> **Requirements**
**1.** From the essay on "Georgia Dusk," copy the passage starting with "The passage in The Warmth" and going on through "realities of lynching.".
**2.** In the essay on "Georgia Dusk," condense the paragraph that begins "The passage in The Warmth of Other Suns" into a shorter version that keeps its main facts.

> **Reading passage**
====================
Georgia Dusk and The Stirrings of Discontent

on Wednesday, April 13, 2011
Georgia Dusk, Jean Toomer, as presented in the book, The New Negro: Voices of the Harlem Renaissance, edited by Arnold Rampersad, offers a unique perspective to an analysis of The Warmth of Other Suns, Isabel Wilkerson.  Looking specifically at the passage in the chapter, The Stirrings of Discontent,  I will analyze the imagery of lynching in Georgia Sun  as a historical representation of the reality of violence in the south as well as the site of lynching as a spectacle; a site of white entertainment.

The passage in The Warmth of Other Suns, The Stirrings of Discontent recounts the story of life in the south and the commonality of lynching during this time.  Quoting from the book, "All blacks lived with the reality that no black individual was completely safe from lynching." The South acted against the 14th Amendment violently and in doing so, denied Blacks equal protection and Black men and women were lynched based merely on accusations.  Governor candidate James K. Vardaman is quoted as saying "If it is necessary, every Negro in the state will be lynched" (Wilkerson, 39).  Putting a brief history of lynching into perspective, I can then begin to analyze the peom Georgia Dusk as a representation of the realities of lynching.

A lengthened tournament for flashing gold,
Passively darkens for night's barbecue,
A fest of moon and men and barking hounds,
An orgy for some genius of the South

It is easy to mistakenly read Toomer's representation of the south as a form of glorification, but once a critical analysis begins one can understand the deep rooted irony of his passages. The violence is masked by the beauty of the South and the imagery that he portrays in this passage. Reading this passage as a representation of lynching, we see that "Passively darkens for night's barbecue, a feast of moon and men and barking hounds," are a metaphor to a lynching taking place. In context to the rest Cane, the novel in which this poem was taken out of, we can understand the continuous repetition of sounds of hounds as a metaphor for lynching, as it is the audio cue for lynching in Blood Burning Moon (a short story in Cane) as well.  (My independent study last quarter dealt mainly with this text)

Analyzing the spectacle nature of lynching, as in lynching as a site of spectacle, even religious in nature, other theories outside the two books required are needed.  Specifically looking at Harvy Young's analysis of the Black body as a souvenier for lynching, both as it creates a fetished example, religious artifact (The Black Body as Souvenir in American Lynching Theatre Journal - Volume 57, Number 4, Dec 2005, pp. 639-657)  We can then argue that the act of lynching itself is both a ritual ceremony for those performing the lynching in which both subjugates Black people, the Black body, and creates a national consciousness of othering (the latter is pretty obvious).  Looking at an example of Warmth of Other Suns we see this ritualistic aspect manifest itself in the following passage:
Fifteen thousand men, women and children gathered to watch 18 year old Jesse washington as he was burned alive in Waco, Texas in May 1916. The crowd chanted "Burn, burn, burn!" as Washington was lowered into the flames.  One father holding his son on his shoulders wanted to make sure his toddler saw it.

"My son can't learn too young," the father said.
====================
> **Data supplied**

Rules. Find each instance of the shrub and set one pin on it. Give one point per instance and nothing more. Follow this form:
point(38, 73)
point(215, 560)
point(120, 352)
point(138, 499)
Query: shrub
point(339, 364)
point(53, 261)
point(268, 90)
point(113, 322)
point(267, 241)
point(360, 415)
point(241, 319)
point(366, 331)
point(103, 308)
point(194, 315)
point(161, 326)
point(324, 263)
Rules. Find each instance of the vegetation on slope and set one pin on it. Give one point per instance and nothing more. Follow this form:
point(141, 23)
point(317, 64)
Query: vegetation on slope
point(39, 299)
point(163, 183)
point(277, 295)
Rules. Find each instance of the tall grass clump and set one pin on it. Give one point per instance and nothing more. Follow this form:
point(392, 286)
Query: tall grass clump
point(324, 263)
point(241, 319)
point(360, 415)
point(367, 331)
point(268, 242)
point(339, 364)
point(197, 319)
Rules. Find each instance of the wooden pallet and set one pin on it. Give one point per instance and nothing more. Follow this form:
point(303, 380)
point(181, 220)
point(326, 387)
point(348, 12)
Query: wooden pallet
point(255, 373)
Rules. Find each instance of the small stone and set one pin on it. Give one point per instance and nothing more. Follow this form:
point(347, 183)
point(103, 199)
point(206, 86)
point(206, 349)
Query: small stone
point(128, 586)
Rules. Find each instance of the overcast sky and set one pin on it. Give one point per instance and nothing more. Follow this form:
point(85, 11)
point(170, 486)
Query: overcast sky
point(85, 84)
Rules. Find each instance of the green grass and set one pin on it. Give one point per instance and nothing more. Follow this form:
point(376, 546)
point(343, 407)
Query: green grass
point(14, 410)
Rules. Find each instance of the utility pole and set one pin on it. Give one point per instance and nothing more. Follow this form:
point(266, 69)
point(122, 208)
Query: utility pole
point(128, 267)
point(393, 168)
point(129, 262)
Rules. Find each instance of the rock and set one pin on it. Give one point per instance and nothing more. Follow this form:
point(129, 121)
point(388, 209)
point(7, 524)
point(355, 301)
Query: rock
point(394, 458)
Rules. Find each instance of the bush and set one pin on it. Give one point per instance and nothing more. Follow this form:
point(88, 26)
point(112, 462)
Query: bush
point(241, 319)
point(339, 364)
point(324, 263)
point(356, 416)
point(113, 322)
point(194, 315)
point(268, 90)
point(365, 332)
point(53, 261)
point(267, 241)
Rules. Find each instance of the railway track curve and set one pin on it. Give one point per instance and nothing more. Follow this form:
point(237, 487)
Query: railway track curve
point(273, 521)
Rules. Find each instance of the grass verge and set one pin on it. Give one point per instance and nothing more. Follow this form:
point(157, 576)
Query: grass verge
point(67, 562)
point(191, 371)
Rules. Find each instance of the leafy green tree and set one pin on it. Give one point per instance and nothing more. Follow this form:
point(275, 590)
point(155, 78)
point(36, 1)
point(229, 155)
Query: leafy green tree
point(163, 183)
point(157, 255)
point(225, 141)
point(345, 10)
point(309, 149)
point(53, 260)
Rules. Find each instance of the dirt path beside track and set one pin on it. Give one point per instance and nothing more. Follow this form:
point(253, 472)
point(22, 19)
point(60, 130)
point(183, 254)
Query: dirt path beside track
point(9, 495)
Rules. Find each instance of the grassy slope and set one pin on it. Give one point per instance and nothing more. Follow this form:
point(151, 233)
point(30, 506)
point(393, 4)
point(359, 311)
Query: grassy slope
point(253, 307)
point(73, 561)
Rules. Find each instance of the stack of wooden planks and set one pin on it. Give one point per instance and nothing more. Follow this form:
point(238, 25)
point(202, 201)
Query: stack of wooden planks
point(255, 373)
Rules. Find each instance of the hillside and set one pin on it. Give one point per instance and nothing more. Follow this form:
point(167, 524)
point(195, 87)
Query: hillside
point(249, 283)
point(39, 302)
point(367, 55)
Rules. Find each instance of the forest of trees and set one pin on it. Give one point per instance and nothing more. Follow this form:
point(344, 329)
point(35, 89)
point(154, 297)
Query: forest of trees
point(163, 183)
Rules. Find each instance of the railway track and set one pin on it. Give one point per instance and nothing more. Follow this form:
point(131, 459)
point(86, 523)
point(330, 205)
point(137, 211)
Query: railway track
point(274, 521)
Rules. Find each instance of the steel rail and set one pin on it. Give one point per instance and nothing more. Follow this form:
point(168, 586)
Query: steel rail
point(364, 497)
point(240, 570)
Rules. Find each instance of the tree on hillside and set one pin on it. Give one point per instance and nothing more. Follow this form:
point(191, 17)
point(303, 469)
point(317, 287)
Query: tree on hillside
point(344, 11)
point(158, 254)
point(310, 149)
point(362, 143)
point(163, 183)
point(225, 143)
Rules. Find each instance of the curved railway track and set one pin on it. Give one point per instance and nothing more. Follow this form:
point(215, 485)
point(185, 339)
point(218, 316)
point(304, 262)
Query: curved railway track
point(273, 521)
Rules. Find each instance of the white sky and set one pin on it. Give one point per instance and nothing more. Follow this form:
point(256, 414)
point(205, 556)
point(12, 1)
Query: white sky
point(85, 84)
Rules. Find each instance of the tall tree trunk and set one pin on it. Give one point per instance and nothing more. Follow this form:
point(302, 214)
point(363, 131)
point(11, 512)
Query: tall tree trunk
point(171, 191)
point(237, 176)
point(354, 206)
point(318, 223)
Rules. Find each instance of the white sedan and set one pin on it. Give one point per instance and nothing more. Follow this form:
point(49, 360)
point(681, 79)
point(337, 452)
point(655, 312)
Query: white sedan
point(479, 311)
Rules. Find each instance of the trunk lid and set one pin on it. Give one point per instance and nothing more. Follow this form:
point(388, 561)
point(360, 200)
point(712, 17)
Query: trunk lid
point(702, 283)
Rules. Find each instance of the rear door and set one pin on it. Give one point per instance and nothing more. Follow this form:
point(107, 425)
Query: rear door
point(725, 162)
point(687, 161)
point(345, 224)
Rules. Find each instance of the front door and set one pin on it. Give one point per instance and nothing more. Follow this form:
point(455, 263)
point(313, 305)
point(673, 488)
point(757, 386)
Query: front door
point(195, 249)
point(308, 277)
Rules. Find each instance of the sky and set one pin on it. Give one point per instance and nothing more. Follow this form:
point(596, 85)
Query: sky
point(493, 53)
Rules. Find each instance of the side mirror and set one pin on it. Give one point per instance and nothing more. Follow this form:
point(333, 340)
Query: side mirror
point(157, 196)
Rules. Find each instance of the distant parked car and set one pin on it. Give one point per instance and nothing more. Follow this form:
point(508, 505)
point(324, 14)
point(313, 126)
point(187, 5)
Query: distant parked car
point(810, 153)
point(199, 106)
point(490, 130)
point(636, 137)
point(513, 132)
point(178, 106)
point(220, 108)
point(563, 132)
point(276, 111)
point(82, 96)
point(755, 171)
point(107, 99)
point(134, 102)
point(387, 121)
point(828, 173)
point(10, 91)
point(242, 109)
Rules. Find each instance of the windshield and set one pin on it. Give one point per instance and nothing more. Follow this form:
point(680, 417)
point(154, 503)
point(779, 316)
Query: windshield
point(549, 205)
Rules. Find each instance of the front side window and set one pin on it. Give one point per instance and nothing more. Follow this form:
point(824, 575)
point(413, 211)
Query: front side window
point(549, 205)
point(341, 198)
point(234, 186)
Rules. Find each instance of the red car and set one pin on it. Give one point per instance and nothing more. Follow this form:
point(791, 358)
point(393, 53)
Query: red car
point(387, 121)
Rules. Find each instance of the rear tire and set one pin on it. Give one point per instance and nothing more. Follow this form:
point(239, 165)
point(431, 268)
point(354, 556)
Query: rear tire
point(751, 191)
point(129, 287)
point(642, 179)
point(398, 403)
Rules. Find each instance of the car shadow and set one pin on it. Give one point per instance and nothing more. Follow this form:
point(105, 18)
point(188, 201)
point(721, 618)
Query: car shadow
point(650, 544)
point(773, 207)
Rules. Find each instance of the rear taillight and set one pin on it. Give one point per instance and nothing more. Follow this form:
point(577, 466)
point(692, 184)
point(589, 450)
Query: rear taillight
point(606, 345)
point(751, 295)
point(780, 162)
====================
> **Expected answers**
**1.**
The passage in The Warmth of Other Suns, The Stirrings of Discontent recounts the story of life in the south and the commonality of lynching during this time.  Quoting from the book, "All blacks lived with the reality that no black individual was completely safe from lynching." The South acted against the 14th Amendment violently and in doing so, denied Blacks equal protection and Black men and women were lynched based merely on accusations.  Governor candidate James K. Vardaman is quoted as saying "If it is necessary, every Negro in the state will be lynched" (Wilkerson, 39).  Putting a brief history of lynching into perspective, I can then begin to analyze the peom Georgia Dusk as a representation of the realities of lynching.

**2.** The Stirrings of Discontent, a passage in The Warmth of Other Suns, describes life in the South and how common lynching was then. As the book says, "All blacks lived with the reality that no black individual was completely safe from lynching." By violently defying the 14th Amendment, the South denied Black people equal protection, and Black men and women were lynched on mere accusations. Governor candidate James K. Vardaman said, "If it is necessary, every Negro in the state will be lynched" (Wilkerson, 39). With this brief history in place, I can analyze the poem Georgia Dusk as a representation of the realities of lynching.